(Records from a collection)
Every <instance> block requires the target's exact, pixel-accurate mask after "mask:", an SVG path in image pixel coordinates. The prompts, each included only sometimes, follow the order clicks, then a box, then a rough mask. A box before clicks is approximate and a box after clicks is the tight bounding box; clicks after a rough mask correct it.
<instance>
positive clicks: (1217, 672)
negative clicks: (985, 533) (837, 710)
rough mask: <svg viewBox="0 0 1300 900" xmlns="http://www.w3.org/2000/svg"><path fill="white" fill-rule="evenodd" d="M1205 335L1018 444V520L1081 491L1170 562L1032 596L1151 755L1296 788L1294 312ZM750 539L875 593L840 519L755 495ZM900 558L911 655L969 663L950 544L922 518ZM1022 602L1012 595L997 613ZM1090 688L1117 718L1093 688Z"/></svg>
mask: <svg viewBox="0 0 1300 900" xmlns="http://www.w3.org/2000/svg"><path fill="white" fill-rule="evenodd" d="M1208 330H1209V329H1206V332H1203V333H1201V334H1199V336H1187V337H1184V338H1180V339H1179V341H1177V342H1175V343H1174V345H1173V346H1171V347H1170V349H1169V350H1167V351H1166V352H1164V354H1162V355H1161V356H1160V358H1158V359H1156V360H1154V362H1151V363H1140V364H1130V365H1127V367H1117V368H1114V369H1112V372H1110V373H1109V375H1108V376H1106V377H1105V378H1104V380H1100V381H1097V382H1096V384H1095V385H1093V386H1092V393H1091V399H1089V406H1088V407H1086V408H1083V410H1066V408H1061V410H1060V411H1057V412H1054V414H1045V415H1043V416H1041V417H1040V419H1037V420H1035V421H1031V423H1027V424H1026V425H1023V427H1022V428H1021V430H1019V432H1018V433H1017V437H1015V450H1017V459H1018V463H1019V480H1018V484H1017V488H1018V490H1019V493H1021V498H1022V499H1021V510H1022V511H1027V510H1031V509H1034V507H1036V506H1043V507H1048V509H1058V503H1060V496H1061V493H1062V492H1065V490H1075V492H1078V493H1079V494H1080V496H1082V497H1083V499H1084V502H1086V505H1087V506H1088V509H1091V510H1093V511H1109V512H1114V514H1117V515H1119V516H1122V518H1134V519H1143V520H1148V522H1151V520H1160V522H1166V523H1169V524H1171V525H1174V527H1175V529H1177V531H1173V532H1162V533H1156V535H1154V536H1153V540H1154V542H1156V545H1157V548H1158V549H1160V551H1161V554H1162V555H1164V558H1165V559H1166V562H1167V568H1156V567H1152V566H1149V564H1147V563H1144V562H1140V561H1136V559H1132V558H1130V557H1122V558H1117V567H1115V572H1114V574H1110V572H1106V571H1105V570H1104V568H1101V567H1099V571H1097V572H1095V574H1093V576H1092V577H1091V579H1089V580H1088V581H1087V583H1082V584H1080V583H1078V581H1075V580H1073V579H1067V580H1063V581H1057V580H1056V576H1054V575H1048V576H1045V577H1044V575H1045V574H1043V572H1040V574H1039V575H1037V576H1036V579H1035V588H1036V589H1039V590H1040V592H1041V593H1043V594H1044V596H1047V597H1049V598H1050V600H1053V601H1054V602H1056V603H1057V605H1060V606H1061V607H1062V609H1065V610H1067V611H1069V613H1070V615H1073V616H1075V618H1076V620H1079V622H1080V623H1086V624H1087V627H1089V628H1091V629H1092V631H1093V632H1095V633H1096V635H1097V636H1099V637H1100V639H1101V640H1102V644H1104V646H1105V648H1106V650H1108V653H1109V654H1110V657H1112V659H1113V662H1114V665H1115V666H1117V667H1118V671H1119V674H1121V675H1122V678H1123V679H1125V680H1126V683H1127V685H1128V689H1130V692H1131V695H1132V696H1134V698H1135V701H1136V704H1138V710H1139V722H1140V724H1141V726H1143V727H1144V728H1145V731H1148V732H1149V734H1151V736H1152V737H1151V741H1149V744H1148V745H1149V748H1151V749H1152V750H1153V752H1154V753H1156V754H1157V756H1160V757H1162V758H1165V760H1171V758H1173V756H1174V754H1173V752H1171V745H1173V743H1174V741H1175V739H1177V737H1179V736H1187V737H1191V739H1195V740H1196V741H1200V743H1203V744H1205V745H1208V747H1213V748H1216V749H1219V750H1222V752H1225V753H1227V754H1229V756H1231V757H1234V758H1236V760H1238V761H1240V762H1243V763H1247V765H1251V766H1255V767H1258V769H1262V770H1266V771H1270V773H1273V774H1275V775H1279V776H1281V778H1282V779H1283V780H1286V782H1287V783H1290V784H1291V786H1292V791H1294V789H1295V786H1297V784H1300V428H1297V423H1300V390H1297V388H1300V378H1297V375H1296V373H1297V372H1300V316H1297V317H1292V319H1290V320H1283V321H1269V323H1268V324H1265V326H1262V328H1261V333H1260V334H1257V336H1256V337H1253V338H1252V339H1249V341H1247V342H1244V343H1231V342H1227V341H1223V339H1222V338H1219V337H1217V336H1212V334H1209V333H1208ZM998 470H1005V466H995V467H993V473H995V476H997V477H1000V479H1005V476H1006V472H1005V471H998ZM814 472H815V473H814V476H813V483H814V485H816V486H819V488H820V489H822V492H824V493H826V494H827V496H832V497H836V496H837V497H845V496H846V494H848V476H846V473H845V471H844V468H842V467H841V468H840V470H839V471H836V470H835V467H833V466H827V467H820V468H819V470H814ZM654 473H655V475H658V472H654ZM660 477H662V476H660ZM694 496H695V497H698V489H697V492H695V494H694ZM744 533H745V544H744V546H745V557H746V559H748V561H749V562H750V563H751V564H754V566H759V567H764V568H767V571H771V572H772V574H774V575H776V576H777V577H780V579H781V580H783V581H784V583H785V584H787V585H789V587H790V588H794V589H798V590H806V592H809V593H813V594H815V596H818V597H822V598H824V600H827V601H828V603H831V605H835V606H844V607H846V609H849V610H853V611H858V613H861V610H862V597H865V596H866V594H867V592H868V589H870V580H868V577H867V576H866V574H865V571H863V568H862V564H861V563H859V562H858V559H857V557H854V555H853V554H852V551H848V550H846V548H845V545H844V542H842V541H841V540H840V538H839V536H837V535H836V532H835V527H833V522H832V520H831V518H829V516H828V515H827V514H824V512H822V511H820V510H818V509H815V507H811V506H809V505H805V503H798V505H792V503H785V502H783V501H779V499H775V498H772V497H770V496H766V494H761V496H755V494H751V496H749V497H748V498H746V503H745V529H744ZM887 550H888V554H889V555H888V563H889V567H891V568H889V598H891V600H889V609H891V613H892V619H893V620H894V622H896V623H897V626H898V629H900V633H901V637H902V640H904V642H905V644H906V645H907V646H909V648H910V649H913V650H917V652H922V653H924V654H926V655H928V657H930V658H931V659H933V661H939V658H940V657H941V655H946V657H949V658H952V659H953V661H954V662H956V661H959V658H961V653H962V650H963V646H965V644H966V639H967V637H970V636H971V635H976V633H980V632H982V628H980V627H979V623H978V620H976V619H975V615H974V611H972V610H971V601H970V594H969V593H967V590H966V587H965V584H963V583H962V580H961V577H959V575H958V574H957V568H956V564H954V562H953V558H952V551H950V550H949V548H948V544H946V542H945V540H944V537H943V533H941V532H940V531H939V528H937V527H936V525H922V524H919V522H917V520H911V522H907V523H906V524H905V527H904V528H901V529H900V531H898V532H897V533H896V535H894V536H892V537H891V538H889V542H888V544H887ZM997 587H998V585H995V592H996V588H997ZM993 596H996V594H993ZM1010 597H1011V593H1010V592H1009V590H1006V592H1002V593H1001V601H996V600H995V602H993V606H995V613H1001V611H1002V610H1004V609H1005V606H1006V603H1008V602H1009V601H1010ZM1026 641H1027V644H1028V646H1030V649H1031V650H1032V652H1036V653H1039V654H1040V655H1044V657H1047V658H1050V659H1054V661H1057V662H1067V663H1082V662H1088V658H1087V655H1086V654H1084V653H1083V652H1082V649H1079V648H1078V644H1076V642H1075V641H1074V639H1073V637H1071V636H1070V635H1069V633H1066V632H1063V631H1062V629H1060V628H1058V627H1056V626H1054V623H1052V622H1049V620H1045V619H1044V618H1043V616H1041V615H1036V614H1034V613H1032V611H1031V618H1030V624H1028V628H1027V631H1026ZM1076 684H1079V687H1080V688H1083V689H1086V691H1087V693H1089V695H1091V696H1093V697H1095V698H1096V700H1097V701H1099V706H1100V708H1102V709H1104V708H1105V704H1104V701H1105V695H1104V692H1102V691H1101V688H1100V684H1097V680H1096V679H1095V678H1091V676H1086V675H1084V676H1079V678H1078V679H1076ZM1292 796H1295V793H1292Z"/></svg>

Your task =
What is the number of lines in the data above that include the word "instance"? Answer with that number only.

Result of the exercise =
2